Rows>
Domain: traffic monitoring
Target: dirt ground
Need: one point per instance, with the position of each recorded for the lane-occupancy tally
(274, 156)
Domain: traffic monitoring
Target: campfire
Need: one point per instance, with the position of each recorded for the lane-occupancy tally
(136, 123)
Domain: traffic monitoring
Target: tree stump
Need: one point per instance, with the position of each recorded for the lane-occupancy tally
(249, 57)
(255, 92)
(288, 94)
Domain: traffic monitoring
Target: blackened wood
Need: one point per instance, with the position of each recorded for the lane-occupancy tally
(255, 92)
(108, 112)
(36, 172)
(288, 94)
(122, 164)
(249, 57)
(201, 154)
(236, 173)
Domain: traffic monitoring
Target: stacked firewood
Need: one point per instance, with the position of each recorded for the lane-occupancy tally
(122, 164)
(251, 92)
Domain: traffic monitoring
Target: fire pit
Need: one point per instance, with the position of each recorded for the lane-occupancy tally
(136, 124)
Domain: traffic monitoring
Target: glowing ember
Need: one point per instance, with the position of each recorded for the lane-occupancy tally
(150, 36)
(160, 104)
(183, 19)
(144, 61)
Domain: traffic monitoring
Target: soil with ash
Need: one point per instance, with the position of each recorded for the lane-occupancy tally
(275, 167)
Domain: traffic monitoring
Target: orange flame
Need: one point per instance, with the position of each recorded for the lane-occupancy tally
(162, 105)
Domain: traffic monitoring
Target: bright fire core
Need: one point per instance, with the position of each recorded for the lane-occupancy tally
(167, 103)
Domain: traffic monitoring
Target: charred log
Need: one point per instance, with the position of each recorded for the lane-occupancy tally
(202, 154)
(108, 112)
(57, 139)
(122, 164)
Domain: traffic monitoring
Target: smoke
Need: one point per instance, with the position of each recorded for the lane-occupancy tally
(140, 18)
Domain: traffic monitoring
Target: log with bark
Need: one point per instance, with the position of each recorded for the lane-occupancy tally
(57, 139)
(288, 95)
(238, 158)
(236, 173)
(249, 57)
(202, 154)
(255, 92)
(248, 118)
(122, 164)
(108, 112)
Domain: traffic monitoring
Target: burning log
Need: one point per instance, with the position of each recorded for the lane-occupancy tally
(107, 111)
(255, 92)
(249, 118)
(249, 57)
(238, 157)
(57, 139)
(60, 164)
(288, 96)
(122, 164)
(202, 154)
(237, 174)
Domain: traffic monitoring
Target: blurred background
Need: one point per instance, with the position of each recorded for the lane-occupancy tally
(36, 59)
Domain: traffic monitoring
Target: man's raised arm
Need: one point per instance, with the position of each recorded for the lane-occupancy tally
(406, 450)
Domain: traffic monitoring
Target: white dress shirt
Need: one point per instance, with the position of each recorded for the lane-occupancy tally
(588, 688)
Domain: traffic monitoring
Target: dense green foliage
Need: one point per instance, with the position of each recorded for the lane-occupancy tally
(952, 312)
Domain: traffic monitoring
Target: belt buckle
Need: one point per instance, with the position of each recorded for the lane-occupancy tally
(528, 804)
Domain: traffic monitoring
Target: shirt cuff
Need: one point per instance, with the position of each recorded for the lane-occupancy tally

Exercise directions> Which lines in the listing above contain the word "shirt"? Copy each of those lines in full.

Result>
Target: white dress shirt
Target: shirt cuff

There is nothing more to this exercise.